━━ Input data ━━
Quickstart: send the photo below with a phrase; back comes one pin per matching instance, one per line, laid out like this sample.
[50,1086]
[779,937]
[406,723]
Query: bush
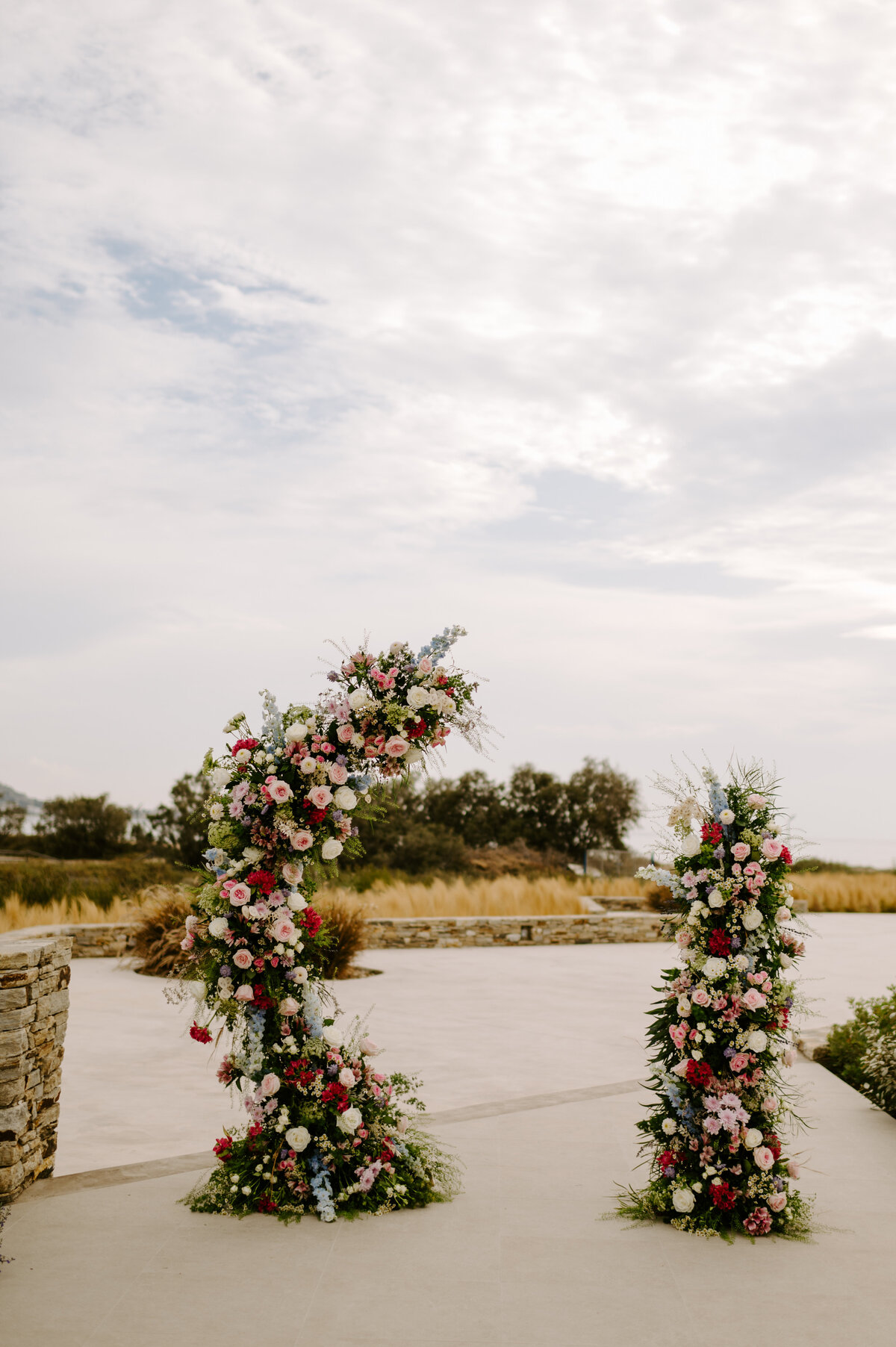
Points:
[345,931]
[862,1051]
[161,931]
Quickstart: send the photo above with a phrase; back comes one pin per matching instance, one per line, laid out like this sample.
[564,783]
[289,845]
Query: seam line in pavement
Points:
[202,1160]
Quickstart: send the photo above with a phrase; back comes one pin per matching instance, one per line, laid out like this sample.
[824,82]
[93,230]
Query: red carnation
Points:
[720,942]
[311,921]
[261,880]
[244,744]
[723,1195]
[698,1074]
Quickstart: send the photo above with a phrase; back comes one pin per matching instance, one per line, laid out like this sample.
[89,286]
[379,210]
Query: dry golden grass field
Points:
[503,896]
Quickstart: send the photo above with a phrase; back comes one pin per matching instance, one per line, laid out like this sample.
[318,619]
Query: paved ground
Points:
[522,1258]
[476,1024]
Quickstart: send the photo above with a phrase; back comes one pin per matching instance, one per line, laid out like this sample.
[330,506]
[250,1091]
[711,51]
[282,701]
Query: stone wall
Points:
[453,933]
[34,1010]
[92,941]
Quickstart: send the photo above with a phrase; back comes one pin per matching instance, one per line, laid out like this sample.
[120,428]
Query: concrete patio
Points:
[530,1059]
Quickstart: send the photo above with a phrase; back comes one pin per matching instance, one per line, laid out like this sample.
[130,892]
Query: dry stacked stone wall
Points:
[34,1010]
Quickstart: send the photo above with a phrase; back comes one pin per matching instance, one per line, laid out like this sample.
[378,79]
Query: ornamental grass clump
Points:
[715,1137]
[326,1130]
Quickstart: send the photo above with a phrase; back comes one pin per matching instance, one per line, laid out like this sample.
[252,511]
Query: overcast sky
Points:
[569,323]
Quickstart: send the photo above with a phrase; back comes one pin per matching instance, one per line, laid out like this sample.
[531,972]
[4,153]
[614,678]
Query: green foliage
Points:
[82,827]
[434,826]
[849,1045]
[179,827]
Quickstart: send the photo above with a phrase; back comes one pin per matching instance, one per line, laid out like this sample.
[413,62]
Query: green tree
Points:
[179,829]
[600,806]
[82,827]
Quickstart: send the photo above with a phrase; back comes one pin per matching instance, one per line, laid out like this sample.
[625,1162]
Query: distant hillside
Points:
[10,797]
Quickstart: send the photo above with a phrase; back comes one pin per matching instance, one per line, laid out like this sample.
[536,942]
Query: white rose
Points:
[298,1139]
[683,1199]
[349,1121]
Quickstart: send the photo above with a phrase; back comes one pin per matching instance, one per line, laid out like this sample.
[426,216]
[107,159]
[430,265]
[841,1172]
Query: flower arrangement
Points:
[326,1132]
[721,1030]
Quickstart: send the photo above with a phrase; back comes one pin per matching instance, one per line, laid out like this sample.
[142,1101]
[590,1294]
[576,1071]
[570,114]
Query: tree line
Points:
[429,824]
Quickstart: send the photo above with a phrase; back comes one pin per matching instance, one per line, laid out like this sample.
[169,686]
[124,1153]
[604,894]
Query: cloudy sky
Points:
[572,323]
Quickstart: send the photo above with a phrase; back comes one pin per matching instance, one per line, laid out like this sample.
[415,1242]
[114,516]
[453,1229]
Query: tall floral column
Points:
[326,1130]
[720,1033]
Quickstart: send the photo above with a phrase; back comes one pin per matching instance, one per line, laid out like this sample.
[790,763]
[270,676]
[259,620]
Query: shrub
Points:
[345,931]
[862,1051]
[161,930]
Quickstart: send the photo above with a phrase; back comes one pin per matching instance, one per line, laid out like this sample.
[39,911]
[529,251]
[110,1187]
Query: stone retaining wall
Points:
[453,933]
[34,1010]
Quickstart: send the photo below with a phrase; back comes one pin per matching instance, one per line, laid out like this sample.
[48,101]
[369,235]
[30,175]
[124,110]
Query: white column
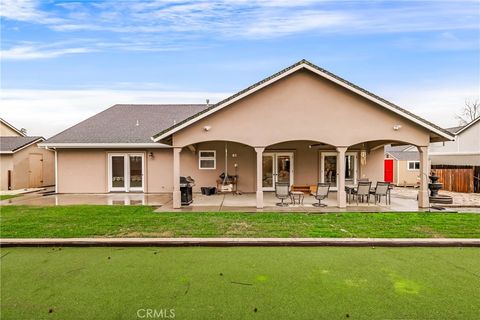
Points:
[423,196]
[341,195]
[177,201]
[259,151]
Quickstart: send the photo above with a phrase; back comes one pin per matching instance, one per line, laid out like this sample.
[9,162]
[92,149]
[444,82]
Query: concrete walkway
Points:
[232,242]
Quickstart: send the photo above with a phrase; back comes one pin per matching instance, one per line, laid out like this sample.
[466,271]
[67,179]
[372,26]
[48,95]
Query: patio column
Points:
[423,196]
[177,201]
[341,195]
[259,151]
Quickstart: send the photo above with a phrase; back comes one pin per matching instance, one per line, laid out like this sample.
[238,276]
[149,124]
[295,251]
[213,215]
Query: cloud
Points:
[47,112]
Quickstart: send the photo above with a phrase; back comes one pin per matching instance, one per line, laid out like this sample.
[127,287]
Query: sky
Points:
━━━
◆ Required action
Your task is to transcribe all of the records precisely, with no images included.

◆ Task answer
Quickstart: send the photo below with a phrase; back comes one pin per matching instance, one per line, laid out like this sample.
[50,1086]
[779,937]
[406,723]
Query: bush
Points:
[345,931]
[862,1051]
[161,931]
Quickstart: send the photo above with a phrase; back comes one pin per matching instance, one per line, laid out like this sample.
[564,783]
[289,845]
Query: seam line in pavement
Points:
[202,1160]
Quickstart: send the photo above with a phrase; back comes one pin per matching instance, one per line, laid out like this sample.
[824,82]
[93,230]
Query: red carnation
Points:
[720,942]
[311,921]
[261,880]
[244,744]
[723,1195]
[698,1074]
Quickstart: send the photo above with a phrase; back comes one pin per matching instance, one per line, laid out like this sample.
[89,286]
[379,210]
Query: dry golden grass field
Points:
[503,896]
Quickstart: send the photo above with a phrase; back comes one pin per matching instance, one per line, laid out like this sample.
[318,619]
Query: paved ground
Points:
[522,1258]
[476,1024]
Quickstart: send the photo above with a phrase; back comes one pin per matching instance, one per line, laid out like this sample.
[330,506]
[250,1091]
[711,51]
[282,701]
Query: stone wall
Points:
[453,933]
[34,1010]
[92,941]
Quickstart: send the photo above with a phrase; back comes one pin per matching instance, one per line, laid out like this sample.
[120,428]
Query: concrete patio
Points:
[530,1059]
Quickstart: send the photo above with a phrase; back comes one pin per matching instance, one per line, laid out like this sample.
[130,892]
Query: dry stacked stone wall
Points:
[34,1010]
Quickstart: send the photo above with a phrase; back comes one pin per matching instance, one per line, laid out like this sample.
[378,79]
Query: ornamental grass clump
Points:
[715,1137]
[326,1130]
Quickstart: send the photo above with a phrase; back comes one pin per matching instance, one per line, laid out like this sample.
[252,511]
Query: overcast sky
Points:
[569,323]
Quickstart: send the photo above with a phrase; back comes one pin per matching instance, one per line, laid out like this sample.
[531,972]
[4,153]
[614,678]
Query: green foliage
Points:
[82,827]
[434,826]
[849,1045]
[179,827]
Quickstart: send the photo above with a phrase; back comes one pin per matching instance, one per line, laid out like this sample.
[413,62]
Query: green tree
Points:
[179,829]
[600,806]
[82,827]
Quickstart: send the photo above with a phrase; back comes one pin per matching instance, one per line, laid out like this sample.
[625,1162]
Query: distant hillside
Points:
[10,797]
Quickstart: send the photo above with a phrase; back comes one pin per matching instance, one per line, laid out like this sample.
[536,942]
Query: white rose
Points:
[298,1139]
[683,1199]
[349,1121]
Quickstart: send the photo above with a phrase; back comes one pin per matching instance, one per line, laid out like this sample.
[426,216]
[107,159]
[430,265]
[841,1172]
Query: flower arrangement
Points:
[326,1132]
[721,1030]
Quickstart: send the photo above with a phrase; back comes one pin per matching instance, one per line, laid out like this sample.
[142,1101]
[590,1294]
[576,1071]
[570,114]
Query: tree line
Points:
[429,824]
Quickstart: send the photo above with a phrase; back comes one pin per matching instance, one per line, laid out like this sample.
[169,686]
[124,1153]
[604,894]
Query: cloudy sky
Points:
[572,323]
Quickstart: send the photo above with a phrase; back comes one pin per matching instance, one per line, laid out like this sample.
[415,1242]
[114,516]
[453,1229]
Query: tall floral column
Points:
[326,1130]
[720,1033]
Quickstart: send the photo above with a phrase; back comes one pin per matching instance, one per line, laid out like this sample.
[790,763]
[270,676]
[259,620]
Query: shrub
Points:
[345,931]
[862,1051]
[161,930]
Quickstart: send the photo above with a phrase; back comes one pin per matching instance, one per line, laid out like this sample.
[39,911]
[529,251]
[110,1187]
Query: stone retaining wall
Points:
[453,933]
[34,1010]
Quickstart: send the photo below with a phrase; back comes one pin per matching instance, one per line, laid out like this sample.
[48,101]
[369,235]
[30,175]
[124,110]
Query: white column
Points:
[423,196]
[341,195]
[177,201]
[259,151]
Quickstart: send the photo above with a phrase; back comes one pin per matching instance, one per line, laid out like this sample.
[9,162]
[92,149]
[444,82]
Query: concrete walkway
Points:
[232,242]
Quickstart: send the photo above with a phrase; back comes one pin per matching instance, one per line, laid out like this sample.
[466,271]
[67,179]
[372,26]
[48,95]
Query: patio column
Points:
[423,196]
[177,201]
[341,195]
[259,151]
Quickstart: send the photo above with a phrase; back comes one pin per matching instance, one per line, laid out like this sample.
[238,276]
[149,124]
[295,251]
[213,215]
Query: cloud
Points:
[47,112]
Quickstart: send the photo above with a phrase; back comes one pin per matching instance, one per line, laid out like this sample.
[127,287]
Query: sky
Points:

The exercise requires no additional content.